## Requirements
Pull out every line in the records below that contains the string "railing", and copy each one in full.

## Data provided
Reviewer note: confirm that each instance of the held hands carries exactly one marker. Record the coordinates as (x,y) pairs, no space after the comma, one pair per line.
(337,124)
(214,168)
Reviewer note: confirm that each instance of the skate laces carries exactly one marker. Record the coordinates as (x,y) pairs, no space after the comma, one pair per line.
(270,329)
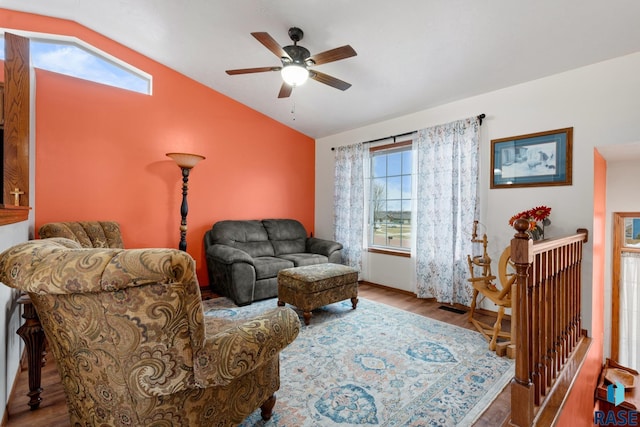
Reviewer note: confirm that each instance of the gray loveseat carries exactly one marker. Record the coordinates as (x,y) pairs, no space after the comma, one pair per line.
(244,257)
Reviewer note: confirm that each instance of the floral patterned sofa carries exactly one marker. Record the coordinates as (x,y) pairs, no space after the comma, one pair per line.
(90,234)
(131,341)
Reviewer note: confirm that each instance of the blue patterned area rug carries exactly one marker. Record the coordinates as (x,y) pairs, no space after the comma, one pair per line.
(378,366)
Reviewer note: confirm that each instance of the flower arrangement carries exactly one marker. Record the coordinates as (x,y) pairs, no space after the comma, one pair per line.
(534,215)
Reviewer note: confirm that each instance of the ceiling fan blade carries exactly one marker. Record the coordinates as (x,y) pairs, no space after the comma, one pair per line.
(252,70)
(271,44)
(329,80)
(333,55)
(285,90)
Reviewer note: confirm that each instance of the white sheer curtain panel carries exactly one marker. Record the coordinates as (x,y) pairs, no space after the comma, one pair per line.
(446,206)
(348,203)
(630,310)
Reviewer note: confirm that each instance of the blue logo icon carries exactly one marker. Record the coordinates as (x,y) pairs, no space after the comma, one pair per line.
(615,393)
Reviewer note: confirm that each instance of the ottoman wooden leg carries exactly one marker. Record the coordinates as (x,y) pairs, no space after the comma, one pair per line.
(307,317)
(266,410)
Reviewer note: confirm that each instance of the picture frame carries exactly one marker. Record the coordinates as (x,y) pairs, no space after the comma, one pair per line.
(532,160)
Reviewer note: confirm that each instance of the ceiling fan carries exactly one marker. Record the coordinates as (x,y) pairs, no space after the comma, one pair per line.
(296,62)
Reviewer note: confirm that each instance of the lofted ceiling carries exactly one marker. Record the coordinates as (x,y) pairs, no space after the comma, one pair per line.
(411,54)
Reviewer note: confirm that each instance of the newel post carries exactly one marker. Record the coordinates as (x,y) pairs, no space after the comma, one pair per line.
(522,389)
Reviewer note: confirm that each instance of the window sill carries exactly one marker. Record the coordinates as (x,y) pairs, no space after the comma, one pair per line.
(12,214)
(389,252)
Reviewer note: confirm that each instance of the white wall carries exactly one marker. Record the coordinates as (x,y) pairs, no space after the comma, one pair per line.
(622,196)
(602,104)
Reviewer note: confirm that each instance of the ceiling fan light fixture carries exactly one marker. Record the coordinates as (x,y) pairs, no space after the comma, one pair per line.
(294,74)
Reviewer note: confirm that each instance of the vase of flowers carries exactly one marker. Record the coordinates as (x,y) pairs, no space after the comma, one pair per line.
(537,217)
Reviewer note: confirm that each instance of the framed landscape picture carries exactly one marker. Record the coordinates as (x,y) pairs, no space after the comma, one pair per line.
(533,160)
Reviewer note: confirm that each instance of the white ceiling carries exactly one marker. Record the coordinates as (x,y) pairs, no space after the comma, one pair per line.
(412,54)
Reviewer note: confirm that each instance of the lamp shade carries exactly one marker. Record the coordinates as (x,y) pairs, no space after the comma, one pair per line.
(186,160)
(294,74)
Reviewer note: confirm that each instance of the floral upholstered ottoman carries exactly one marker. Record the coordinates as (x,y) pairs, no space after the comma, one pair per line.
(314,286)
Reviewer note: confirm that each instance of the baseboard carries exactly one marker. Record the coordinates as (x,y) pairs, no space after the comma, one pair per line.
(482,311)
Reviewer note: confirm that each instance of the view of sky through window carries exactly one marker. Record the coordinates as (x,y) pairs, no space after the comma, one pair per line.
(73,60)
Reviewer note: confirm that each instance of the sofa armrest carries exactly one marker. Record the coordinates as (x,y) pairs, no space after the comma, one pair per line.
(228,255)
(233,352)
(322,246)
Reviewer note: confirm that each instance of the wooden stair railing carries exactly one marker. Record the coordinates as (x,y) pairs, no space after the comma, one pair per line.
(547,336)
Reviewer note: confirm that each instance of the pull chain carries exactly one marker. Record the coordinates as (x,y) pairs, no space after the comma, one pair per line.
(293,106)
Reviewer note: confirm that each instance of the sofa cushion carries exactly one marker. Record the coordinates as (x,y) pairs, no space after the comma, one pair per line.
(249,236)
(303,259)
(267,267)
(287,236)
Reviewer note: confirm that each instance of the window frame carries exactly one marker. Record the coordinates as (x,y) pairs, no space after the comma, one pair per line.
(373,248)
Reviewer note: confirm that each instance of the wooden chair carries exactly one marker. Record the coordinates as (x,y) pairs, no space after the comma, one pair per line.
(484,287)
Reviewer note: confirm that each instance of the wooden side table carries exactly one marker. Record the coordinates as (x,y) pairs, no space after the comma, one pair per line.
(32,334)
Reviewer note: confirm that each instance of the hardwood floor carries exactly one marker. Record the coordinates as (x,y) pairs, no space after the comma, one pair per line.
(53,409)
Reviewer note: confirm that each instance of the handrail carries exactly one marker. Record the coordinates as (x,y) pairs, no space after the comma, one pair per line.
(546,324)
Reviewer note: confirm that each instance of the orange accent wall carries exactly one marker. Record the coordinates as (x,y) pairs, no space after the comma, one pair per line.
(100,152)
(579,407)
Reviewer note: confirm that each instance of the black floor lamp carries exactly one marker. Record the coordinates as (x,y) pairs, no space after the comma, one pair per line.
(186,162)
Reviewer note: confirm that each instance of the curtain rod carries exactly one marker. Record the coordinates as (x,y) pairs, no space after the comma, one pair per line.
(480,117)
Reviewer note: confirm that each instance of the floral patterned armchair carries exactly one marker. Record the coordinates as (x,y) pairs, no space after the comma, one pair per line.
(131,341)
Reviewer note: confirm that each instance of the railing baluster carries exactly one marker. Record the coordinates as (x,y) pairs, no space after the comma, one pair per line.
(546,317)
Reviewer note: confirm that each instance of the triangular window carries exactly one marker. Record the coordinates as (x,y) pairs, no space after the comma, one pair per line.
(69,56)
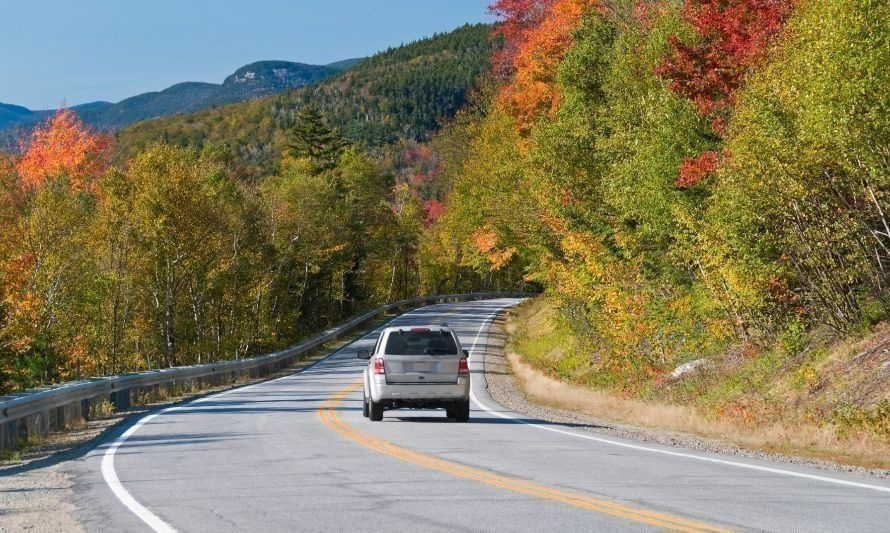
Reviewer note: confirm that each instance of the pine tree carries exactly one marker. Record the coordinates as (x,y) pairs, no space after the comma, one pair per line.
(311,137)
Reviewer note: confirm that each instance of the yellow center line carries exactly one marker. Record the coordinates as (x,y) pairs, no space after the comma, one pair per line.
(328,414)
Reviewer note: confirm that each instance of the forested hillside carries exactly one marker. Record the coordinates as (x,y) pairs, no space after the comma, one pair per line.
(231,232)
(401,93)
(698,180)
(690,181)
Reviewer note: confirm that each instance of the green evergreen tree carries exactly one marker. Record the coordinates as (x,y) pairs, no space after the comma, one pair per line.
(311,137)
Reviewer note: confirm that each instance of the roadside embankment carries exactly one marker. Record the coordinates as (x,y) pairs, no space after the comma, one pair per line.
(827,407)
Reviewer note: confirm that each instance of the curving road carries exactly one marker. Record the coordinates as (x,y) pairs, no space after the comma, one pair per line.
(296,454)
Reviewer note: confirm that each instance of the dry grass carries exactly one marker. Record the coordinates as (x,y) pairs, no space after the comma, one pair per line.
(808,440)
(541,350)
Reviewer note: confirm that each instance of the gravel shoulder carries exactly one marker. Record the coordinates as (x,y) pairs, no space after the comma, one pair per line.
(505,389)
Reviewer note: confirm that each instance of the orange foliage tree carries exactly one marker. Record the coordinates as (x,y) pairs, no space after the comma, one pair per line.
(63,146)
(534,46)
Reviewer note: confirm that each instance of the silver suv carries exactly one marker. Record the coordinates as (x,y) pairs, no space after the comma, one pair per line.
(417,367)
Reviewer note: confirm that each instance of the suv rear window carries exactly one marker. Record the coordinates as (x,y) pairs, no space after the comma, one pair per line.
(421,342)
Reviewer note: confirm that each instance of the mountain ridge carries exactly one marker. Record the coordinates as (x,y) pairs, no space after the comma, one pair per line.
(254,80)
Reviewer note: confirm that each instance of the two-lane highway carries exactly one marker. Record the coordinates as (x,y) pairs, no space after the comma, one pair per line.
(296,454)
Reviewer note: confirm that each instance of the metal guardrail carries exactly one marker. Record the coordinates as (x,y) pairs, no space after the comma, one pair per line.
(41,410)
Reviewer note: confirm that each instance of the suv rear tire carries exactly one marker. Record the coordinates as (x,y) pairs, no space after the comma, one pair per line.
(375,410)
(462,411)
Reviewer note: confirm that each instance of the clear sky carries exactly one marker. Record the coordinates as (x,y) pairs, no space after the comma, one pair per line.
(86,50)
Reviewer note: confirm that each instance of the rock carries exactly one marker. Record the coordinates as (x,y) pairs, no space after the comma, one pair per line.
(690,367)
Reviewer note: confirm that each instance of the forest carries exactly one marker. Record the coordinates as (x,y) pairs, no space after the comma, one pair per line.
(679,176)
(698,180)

---

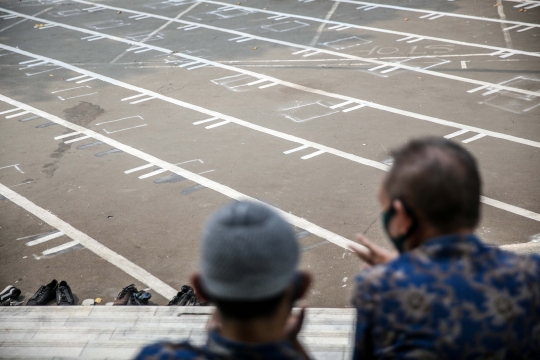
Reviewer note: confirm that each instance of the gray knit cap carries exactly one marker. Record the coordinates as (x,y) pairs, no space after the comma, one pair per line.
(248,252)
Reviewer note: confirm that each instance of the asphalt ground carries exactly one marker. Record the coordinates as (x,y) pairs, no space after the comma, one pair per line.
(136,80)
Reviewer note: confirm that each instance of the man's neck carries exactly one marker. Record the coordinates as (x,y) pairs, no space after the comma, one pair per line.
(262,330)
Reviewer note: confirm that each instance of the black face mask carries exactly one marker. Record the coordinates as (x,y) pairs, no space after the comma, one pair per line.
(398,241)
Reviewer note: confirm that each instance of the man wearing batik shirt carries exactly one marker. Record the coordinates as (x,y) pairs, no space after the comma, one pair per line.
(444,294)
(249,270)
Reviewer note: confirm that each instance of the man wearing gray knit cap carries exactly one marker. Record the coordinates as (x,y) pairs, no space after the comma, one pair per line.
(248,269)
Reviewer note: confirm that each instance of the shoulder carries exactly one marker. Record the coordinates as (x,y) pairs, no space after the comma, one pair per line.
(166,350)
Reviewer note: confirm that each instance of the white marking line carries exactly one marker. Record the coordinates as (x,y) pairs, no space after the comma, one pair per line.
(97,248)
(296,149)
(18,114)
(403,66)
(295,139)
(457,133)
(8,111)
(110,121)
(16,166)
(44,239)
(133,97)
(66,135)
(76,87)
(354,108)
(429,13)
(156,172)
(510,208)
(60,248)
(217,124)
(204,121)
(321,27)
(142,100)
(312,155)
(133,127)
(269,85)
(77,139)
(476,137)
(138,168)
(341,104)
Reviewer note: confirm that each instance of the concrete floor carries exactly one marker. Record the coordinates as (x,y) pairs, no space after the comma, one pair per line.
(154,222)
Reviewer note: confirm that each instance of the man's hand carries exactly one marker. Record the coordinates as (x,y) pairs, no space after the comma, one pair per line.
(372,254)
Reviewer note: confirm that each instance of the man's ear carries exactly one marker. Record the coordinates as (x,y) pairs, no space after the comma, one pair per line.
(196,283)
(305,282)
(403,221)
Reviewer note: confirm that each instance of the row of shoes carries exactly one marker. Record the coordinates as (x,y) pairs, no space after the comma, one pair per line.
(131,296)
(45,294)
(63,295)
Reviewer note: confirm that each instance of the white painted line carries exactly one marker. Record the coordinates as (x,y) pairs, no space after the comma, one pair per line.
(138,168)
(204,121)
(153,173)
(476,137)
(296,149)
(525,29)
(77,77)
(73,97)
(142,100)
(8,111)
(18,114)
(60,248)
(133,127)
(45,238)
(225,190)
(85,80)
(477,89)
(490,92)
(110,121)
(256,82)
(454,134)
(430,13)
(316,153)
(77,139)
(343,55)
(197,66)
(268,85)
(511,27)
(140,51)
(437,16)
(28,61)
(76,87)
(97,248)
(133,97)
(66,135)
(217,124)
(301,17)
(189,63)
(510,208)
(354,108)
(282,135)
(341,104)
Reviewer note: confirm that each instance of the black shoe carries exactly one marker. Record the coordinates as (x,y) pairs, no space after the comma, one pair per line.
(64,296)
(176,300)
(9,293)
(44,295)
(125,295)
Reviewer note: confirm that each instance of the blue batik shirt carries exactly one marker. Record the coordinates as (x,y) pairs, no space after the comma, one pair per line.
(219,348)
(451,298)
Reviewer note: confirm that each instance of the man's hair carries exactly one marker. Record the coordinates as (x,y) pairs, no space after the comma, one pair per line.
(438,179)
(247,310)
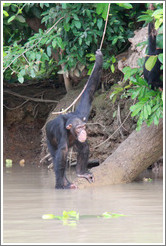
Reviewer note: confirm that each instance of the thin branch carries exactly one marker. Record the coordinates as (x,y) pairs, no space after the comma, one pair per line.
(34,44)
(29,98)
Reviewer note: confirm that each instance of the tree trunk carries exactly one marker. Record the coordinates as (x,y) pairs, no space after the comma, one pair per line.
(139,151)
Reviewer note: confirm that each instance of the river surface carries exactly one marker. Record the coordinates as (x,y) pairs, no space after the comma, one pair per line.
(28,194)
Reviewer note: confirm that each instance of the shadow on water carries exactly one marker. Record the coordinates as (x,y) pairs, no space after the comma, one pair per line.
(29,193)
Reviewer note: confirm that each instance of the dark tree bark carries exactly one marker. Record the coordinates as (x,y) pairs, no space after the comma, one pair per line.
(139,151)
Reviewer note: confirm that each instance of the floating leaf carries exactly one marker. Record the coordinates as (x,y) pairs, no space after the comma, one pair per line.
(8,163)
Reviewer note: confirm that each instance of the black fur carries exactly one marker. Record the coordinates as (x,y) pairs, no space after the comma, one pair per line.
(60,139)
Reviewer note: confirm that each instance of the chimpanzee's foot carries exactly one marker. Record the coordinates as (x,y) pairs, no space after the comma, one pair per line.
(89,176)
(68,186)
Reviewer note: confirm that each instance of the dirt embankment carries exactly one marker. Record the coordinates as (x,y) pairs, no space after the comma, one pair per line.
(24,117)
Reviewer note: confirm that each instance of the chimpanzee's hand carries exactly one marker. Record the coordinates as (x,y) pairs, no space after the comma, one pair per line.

==

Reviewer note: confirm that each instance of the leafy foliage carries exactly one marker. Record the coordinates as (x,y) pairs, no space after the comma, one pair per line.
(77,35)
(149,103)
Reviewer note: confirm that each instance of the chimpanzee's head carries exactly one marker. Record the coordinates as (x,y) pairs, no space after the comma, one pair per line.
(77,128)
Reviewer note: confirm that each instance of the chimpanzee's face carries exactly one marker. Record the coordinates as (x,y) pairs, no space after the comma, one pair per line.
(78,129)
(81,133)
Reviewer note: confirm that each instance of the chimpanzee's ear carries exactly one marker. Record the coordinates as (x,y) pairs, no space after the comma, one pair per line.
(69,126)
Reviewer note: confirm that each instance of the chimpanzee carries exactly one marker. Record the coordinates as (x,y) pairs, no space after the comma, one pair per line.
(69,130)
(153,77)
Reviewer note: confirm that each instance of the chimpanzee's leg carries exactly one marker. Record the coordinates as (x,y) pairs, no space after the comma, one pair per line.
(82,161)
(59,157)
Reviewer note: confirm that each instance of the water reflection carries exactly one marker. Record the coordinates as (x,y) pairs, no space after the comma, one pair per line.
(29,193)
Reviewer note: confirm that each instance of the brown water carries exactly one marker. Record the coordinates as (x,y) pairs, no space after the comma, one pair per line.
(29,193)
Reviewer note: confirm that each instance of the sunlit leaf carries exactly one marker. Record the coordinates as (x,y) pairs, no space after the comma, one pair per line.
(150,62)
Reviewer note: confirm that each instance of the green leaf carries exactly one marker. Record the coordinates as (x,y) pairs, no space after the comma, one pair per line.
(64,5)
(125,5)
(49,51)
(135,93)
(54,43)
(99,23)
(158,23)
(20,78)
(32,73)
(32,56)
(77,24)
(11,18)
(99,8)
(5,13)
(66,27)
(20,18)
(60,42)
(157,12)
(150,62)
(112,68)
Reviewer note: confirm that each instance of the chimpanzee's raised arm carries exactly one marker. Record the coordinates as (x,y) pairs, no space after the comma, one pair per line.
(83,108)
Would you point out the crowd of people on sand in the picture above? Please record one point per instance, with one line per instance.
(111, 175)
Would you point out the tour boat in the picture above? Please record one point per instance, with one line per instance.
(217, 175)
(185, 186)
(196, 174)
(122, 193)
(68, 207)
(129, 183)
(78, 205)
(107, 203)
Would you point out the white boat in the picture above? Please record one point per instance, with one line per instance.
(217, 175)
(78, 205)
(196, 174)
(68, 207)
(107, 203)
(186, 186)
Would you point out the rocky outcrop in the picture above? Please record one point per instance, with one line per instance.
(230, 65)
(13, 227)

## Complete output
Reviewer note: confirm that each instance of the wooden stair railing carries exactly one marker. Record the coordinates as (x,y) pairs, no space after the comma, one pair per line.
Reviewer note: confirm that each instance of the railing baluster carries exactly one marker. Record the coordinates as (x,y) pairs, no space after the comma, one pair per line.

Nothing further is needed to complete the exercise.